## begin EXCERPTED PASSAGE

# Any advice on this one



## Musaexcavating (Sep 19, 2014)

Guys this lot looks like a pita from satellite well it's not any better in person and I have no clue how to bid this one thinking 350 1-3 . 180 to shovel all walks , 85 for melt on the walks and 250 to salt this disaster. Oh there is a pretty fence around the whole property separating the public walk from the parking lot.


----------



## BC Handyman (Dec 15, 2010)

your 1-3 might be a bit high I'm thinking.


----------



## TKLAWN (Jan 20, 2008)

If it were me I think I would say.
$300 for plowing
$150 for shoveling
$300 for salting
$80 for walks hard to say from pic??

If it looks a lot worse in person then go with it.


----------



## Musaexcavating (Sep 19, 2014)

TKLAWN;1841303 said:


> If it were me I think I would say.
> $300 for plowing
> $150 for shoveling
> $300 for salting
> ...


And this is in massachusetts so prices seem higher over here. The walk for the town are my responsibility it's about 1200 feet of walks total about 400' of the walk are 6' walks. And the whole bottom of the property on the screen shot has to be brought around back you can lose a little along the fence but any significant snow it will be a long push. Thanks for the input at least I know my prices are ballpark. First time plowing for myself maybe I'll just sit home and drink beer all winter instead


----------



## treetech (Dec 16, 2013)

After reading this I would say that i would agree with your pricing.... however I don't think I charge enough for salt. If it where my lot I would price plowing and blowing the same as you but would be more like $150 for salt


----------



## Citytow (Sep 21, 2014)

## end EXCERPTED PASSAGE

In the plowing thread, swap "shoveling" for "clearing" and write out the passage that begins at the words "## TKLAWN (Jan" and stops after "go with it.". You won't need the entries for this.

## begin EXCERPTED RECORDS

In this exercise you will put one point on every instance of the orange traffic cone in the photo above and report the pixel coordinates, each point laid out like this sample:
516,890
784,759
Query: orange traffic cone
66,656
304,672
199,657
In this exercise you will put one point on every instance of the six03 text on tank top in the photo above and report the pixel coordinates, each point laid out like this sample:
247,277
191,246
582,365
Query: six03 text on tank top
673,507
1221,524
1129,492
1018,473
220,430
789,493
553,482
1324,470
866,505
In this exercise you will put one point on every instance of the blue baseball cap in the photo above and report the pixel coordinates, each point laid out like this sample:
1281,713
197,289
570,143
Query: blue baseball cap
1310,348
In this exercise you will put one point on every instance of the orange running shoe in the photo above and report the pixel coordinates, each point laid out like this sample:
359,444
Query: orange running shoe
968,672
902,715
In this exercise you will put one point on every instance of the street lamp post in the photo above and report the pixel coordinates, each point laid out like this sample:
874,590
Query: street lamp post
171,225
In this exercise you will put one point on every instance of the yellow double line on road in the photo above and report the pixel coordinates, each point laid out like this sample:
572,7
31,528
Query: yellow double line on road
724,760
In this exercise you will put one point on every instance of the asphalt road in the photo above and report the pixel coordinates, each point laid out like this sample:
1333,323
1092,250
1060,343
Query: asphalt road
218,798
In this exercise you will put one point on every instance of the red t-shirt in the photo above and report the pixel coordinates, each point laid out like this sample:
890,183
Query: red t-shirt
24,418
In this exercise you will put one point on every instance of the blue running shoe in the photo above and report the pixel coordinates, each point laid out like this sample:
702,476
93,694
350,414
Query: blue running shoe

## end EXCERPTED RECORDS

▶ ANSWER TO THIS PROBLEM:
## TKLAWN (Jan 20, 2008)

If it were me I think I would say.
$300 for plowing
$150 for clearing
$300 for salting
$80 for walks hard to say from pic??

If it looks a lot worse in person then go with it.